| Document excerpt |
You can use polyfilter to remove copper - it sucks up all sorts of stuff so handy to keep around and use between/post medication: http://www.poly-bio-marine.com/faq.htm
 
Cheers Tam! Thanks for the advice.
Btw will polyfilter absorb any beneficial chemicals eg vitamins, ferts etc?
 
Btw will polyfilter absorb any beneficial chemicals eg vitamins, ferts etc?

Not sure to be honest. I've seen people lean both ways. I would say yes it might - it removes some nitrate, ammonia, phosphates which you might want for your plants. Plus tannins which again some people like to have. I don't know whether it would remove everything at a rate that would actually effect plants though.

I don't keep it in my planted tank all the time, but add it after medication (make sure it's not in there whilst you medicate) or if something seems off, I think some of my tanks with plants have it in the canister though - depends if there was a spare last filter clean.
 
Sponge filters or even DIY filters are cheap enough to replace when Quarantine is over. You either put one inside an established tank a couple of weeks before getting new fish, or keep one running all the time if you want to have one available for emergencies.

Another option if you use HOB or external filters is to take some media (or taking a filter pad i.e.) from an established filter to the quarantine one.

You don't even need a tank to setup a quarantine. You can use something as simple as a bucket, or spend about £5 in a big plastic box.
 
Thanks for the advice guys. I like the sponge filter idea but i need to find a fairly unobtrusive one that i can hide in the back of the display. Certainly not one of those grapefruit-sized monstrosities that they have around here hehe.

Please can we get back to a previous question. Are there any plant species that would not tolerate temperatures of 30 to 31°C, even temporarily in order to treat ich? Do amano and rcs also tolerate it?
 
Please can we get back to a previous question. Are there any plant species that would not tolerate temperatures of 30 to 31°C, even temporarily in order to treat ich? Do amano and rcs also tolerate it?
Not sure about the plants. I have my tanks in a conservatory that gets some sunlight in the afternoon, my Fluval Chi tank gets from 25 to to 30-31ºC almost everyday during the summer, the plants, fish and RCS were fine.
 
Have a look at articles on discus tanks and plants - they are kept at higher temps so anything that doesn't do well with them isn't going to like being cooked.
 
Good idea to check the discus threads although a brief spell in a warm bath is probably tolerated by a lot more species.
Ill check tonight if something already exists and, if it does, ill post a link here and, if it doesn't, maybe ill start a specific thread...
Cheers again for all the ideas!
Not sure about the plants. I have my tanks in a conservatory that gets some sunlight in the afternoon, my Fluval Chi tank gets from 25 to to 30-31ºC almost everyday during the summer, the plants, fish and RCS were fine.
Do you mean that you can have 6 degree fluctuations in 1 day without ill effects?

Saved data entries:
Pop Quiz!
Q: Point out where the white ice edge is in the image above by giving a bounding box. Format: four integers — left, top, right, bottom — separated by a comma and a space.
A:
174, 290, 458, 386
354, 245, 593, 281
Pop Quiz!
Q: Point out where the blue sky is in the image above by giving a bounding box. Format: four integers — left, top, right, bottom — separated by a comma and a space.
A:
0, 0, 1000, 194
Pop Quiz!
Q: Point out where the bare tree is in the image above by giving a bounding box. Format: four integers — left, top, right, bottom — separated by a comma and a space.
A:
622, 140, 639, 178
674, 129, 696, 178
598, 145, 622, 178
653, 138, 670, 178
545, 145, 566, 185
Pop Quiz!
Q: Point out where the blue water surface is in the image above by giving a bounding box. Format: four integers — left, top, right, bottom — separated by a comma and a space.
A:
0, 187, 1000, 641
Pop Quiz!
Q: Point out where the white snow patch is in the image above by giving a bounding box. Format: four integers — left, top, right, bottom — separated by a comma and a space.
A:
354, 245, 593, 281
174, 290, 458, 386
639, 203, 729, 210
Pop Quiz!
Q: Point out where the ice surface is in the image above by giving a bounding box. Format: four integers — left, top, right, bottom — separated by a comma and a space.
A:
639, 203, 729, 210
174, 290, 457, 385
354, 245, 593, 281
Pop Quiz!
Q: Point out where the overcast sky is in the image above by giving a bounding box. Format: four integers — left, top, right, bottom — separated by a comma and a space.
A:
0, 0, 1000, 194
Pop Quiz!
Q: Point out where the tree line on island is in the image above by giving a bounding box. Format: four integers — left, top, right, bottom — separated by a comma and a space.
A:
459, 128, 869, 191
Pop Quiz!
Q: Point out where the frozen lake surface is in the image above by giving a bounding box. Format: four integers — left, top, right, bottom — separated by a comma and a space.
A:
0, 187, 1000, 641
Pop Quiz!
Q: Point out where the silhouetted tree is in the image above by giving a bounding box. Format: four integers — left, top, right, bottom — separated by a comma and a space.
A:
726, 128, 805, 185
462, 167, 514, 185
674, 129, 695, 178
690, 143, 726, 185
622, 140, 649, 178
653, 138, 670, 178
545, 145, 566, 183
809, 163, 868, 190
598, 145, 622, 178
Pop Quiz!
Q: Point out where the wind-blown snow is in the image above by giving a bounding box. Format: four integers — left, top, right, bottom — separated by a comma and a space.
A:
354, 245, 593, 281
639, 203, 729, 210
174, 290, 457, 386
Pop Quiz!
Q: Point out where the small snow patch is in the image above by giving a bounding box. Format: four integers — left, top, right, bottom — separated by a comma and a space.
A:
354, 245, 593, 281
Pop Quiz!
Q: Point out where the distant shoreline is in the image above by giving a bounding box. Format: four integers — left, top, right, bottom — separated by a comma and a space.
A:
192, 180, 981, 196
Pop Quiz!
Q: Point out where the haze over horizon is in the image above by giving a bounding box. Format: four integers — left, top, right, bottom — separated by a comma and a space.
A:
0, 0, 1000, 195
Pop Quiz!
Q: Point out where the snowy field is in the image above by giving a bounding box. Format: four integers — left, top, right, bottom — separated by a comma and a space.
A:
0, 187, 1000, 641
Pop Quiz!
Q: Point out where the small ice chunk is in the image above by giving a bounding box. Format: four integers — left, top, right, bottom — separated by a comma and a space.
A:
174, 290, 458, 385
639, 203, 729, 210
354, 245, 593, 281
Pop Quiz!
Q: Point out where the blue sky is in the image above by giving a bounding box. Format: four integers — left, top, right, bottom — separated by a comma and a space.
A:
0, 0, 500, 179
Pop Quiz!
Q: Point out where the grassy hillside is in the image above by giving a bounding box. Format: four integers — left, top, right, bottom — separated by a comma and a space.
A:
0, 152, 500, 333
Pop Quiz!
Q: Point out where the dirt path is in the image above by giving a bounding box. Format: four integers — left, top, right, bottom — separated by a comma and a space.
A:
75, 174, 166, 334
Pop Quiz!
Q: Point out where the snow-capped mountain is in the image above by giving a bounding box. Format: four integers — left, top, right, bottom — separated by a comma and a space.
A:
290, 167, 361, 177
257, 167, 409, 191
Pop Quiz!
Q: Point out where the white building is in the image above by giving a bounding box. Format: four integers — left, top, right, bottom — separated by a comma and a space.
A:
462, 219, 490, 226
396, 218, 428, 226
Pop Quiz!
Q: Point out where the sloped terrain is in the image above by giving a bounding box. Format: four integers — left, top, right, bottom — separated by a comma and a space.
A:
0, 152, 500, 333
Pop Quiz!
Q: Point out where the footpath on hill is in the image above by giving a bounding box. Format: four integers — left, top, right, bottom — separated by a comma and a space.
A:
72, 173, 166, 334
* * *
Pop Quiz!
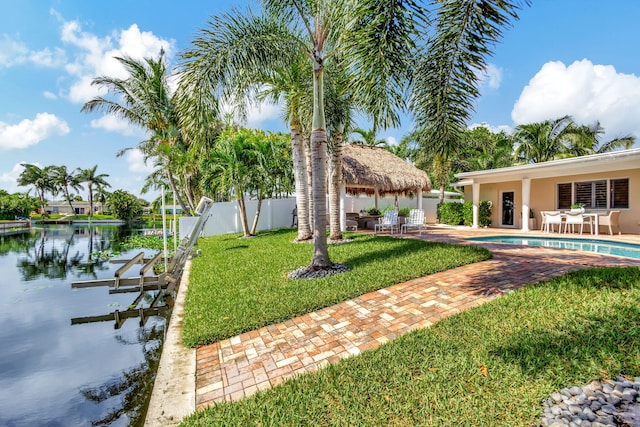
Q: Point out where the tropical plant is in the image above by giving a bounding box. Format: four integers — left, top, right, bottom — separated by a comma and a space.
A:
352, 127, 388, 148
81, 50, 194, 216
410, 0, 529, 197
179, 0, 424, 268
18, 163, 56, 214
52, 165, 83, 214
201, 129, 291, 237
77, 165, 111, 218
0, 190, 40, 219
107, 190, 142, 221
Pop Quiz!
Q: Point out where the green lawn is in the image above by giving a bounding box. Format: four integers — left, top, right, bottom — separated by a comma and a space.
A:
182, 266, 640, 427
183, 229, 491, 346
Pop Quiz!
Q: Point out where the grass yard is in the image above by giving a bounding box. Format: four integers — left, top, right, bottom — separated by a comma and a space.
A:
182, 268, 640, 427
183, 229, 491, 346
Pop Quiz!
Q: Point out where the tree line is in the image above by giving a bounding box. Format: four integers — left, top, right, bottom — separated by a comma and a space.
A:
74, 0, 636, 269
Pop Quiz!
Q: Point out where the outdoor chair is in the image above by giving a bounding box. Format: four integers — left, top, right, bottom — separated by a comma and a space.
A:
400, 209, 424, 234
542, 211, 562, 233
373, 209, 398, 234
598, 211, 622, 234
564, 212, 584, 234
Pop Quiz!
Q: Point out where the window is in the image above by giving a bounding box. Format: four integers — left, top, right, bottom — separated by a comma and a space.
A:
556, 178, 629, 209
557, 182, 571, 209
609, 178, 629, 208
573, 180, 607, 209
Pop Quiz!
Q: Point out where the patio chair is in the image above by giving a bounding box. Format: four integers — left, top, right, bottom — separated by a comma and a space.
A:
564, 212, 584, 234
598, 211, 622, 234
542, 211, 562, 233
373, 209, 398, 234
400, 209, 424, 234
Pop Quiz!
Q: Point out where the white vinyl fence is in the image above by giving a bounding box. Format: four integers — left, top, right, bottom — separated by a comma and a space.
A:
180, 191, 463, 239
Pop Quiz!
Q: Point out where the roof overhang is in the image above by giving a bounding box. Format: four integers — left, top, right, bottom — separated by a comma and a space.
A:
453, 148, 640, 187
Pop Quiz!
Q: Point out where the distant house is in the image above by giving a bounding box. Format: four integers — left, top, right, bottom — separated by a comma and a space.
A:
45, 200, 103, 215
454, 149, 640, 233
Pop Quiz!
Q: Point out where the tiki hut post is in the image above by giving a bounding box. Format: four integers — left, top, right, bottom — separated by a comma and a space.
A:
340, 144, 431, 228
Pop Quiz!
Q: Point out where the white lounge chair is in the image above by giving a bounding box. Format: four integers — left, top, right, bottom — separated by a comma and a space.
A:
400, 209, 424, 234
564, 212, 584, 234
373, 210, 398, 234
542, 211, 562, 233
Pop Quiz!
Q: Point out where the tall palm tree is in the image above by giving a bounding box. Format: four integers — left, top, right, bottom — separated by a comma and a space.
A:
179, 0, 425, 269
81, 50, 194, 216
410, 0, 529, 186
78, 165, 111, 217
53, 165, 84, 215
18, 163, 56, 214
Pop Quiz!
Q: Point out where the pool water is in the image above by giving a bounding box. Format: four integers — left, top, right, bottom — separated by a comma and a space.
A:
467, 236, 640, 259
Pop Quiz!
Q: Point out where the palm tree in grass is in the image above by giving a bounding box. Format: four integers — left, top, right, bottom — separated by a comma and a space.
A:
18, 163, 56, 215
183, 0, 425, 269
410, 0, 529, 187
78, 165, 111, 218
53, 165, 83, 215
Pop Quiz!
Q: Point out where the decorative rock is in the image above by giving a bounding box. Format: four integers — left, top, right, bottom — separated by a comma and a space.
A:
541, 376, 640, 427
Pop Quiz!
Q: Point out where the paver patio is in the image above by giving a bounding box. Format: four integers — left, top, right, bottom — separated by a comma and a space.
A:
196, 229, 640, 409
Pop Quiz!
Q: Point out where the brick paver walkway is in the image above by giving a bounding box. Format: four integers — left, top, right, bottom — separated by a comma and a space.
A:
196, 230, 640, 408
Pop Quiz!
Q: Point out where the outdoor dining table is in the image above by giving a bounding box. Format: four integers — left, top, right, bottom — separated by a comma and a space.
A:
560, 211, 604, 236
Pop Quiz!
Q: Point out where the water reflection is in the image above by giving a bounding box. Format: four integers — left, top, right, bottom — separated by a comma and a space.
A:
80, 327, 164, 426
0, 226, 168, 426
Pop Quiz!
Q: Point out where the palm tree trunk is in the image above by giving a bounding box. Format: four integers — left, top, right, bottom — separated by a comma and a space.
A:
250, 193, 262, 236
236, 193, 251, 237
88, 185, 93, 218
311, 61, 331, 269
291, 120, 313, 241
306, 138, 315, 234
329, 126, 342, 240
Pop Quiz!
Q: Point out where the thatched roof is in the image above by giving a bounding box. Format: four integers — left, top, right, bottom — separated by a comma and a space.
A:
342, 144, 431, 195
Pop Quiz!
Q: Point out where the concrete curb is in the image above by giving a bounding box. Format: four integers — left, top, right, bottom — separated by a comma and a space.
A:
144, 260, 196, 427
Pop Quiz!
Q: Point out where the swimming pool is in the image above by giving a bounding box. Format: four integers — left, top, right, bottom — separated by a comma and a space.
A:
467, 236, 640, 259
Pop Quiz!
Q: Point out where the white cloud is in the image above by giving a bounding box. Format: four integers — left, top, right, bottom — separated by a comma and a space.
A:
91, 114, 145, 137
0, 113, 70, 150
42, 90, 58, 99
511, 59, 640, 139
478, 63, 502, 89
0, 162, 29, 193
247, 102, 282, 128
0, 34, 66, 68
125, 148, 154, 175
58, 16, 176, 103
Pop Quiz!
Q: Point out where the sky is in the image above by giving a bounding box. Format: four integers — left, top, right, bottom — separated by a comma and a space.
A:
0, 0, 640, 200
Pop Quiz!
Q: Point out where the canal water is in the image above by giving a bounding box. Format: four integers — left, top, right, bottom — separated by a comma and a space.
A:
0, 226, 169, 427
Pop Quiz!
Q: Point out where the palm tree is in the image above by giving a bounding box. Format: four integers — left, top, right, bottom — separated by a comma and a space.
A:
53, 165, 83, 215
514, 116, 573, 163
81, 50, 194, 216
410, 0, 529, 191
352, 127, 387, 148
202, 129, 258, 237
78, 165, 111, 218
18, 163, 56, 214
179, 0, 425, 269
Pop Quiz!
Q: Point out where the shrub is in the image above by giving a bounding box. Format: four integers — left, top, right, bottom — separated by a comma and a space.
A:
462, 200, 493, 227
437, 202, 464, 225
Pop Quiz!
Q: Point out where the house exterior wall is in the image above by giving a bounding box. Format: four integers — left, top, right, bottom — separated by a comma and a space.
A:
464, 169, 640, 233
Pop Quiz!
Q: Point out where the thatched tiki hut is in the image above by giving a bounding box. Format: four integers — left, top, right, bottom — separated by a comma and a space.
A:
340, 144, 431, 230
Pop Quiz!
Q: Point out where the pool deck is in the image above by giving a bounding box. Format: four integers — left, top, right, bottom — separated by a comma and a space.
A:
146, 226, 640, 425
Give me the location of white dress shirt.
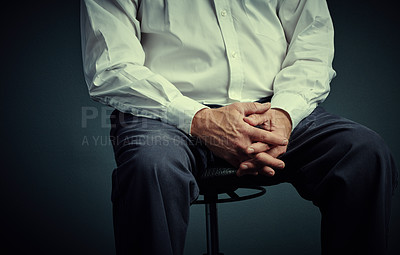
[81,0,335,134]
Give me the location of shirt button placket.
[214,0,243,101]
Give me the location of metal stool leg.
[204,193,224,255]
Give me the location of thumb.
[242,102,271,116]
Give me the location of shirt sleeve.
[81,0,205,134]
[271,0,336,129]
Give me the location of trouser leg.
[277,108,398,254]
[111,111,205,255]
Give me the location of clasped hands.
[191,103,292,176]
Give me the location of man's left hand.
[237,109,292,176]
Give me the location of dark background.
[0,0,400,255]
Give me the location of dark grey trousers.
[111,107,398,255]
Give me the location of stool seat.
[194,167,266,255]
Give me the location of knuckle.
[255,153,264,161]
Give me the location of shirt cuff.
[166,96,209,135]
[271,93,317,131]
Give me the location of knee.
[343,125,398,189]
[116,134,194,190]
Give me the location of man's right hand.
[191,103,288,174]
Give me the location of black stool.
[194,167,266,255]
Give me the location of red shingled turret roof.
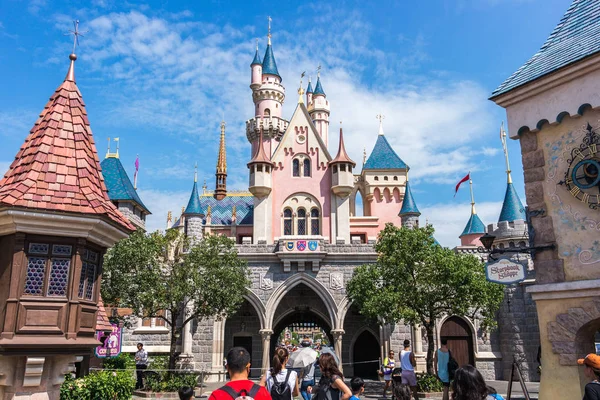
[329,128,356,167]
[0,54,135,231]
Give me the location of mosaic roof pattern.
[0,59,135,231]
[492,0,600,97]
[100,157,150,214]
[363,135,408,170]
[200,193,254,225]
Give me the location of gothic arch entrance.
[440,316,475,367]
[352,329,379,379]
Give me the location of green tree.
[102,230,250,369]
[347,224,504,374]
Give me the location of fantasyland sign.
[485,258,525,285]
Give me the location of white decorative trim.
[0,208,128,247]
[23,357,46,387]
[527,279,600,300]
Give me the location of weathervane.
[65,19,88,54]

| Task instructions |
Copy the portion of the aquarium forum thread that starts at the words "Have a look" and stops after "all the ideas!".

| Answer to this problem |
Have a look at articles on discus tanks and plants - they are kept at higher temps so anything that doesn't do well with them isn't going to like being cooked.
 
Good idea to check the discus threads although a brief spell in a warm bath is probably tolerated by a lot more species.
Ill check tonight if something already exists and, if it does, ill post a link here and, if it doesn't, maybe ill start a specific thread...
Cheers again for all the ideas!